Занятия в аудиториях продолжались восемь часов в день, очень много времени уходило на разнообразные многочасовые собрания. Уходящих с собраний в библиотеку называли «зубрилками», а предпочитавших поесть — «мелкобуржуазными элементами». Цзян Цзинго не был ни первым, ни вторым — в библиотеке он просиживал часами, но уже вечером и ночью, после собраний. Там он не за страх, а за совесть изучал марксистскую литературу.

В университете господствовала атмосфера бурных политических дискуссий — коммунисты столь остро спорили с гоминдановцами, что часто доходило до потасовок. Внутри же коммунистической «фракции» китайских студентов копья ломали между собою сталинисты и троцкисты. Цзян-Елизаров занял место на крайнем левом фланге политического спектра — секретарь комсомольской ячейки университета был одним из убежденнейших троцкистов. Когда осенью 1926 года Сталин нанес решающее поражение Троцкому в борьбе за лидерство в ВКП(б) (а через год вообще исключил своего конкурента из партии), комсомолец Елизаров не смирился — он не опасался открыто выражать свои взгляды, более того — вступил в тайную троцкистскую организацию.

§ Короткая задача A:
Отфильтруй записи и оставь только строки, где встречается слово «bald». Регистр букв учитывается.

§ Данные для задачи:
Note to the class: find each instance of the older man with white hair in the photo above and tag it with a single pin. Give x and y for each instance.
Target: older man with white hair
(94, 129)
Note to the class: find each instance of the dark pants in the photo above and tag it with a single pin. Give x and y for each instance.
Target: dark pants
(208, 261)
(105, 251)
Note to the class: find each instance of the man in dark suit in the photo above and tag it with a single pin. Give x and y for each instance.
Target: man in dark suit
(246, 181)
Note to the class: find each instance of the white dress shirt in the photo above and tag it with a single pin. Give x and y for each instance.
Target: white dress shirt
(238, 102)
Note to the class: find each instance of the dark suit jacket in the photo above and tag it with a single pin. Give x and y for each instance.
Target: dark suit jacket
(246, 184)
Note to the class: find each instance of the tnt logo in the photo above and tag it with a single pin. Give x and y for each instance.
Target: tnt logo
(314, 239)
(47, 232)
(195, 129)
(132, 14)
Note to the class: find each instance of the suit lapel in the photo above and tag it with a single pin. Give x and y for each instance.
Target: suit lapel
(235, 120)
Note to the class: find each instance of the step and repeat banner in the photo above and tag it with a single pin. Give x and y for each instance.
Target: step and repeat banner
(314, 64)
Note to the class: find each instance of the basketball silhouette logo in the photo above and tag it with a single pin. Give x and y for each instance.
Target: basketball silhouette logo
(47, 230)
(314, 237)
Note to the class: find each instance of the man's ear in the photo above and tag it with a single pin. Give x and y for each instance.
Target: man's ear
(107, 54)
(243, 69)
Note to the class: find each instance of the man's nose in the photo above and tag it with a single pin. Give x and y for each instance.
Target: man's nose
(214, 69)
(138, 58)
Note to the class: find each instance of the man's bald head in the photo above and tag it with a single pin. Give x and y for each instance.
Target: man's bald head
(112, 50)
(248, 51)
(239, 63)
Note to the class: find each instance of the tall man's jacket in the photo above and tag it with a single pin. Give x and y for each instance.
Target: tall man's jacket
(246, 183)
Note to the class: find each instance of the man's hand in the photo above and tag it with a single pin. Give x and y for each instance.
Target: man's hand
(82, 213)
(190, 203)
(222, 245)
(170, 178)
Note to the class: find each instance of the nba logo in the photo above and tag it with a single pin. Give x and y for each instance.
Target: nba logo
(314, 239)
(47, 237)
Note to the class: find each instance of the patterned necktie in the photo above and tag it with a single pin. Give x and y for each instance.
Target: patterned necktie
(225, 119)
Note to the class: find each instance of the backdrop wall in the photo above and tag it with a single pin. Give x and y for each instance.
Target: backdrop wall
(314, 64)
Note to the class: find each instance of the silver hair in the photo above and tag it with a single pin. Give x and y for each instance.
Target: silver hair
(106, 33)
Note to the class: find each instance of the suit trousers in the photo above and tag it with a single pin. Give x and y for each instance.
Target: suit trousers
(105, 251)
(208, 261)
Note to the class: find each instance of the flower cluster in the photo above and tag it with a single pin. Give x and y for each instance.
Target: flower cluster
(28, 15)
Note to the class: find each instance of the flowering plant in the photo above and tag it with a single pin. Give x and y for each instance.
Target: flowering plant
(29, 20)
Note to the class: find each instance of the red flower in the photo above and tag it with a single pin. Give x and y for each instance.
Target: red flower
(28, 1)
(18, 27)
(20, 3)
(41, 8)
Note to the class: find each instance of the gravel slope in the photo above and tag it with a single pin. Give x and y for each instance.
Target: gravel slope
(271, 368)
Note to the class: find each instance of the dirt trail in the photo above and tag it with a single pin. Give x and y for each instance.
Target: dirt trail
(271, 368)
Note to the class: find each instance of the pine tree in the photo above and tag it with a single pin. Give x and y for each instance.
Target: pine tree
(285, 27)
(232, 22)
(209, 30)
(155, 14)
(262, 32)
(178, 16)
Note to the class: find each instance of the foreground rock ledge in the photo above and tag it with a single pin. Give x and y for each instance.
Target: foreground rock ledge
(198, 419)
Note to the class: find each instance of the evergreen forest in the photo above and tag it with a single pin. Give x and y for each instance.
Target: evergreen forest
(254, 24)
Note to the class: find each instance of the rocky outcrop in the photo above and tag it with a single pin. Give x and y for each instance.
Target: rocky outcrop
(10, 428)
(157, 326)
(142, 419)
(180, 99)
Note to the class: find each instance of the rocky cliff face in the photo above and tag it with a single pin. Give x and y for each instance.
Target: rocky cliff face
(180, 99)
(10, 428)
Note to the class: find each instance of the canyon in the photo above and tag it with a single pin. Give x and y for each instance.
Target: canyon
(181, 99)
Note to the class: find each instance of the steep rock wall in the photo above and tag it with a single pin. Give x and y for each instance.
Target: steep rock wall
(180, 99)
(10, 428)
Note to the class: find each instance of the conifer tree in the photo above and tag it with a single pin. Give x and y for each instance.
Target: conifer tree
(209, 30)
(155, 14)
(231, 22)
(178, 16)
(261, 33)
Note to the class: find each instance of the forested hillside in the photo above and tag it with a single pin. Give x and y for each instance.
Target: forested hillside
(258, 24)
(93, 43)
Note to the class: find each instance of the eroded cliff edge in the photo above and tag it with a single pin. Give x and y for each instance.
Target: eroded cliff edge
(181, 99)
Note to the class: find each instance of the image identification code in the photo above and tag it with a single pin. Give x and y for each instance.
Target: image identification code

§ Короткая задача B:
Пожалуйста, проверь, согласуются ли с текстом для чтения утверждения (i), (ii) и (iii). На каждое ответь «да» или «нет» и дословно процитируй решающие слова текста.
(i) Занятия в аудиториях длились восемь часов в день.
(ii) Цзян Цзинго уходил в библиотеку вместо собраний.
(iii) После поражения Троцкого Елизаров отказался от своих взглядов.

§ Решение задачи A:
Note to the class: find each instance of the man's bald head in the photo above and tag it with a single pin. Give x and y for each instance.
Target: man's bald head

§ Решение задачи B:
(i) Да: «Занятия в аудиториях продолжались восемь часов в день».
(ii) Нет: «в библиотеке он просиживал часами, но уже вечером и ночью, после собраний».
(iii) Нет: «комсомолец Елизаров не смирился».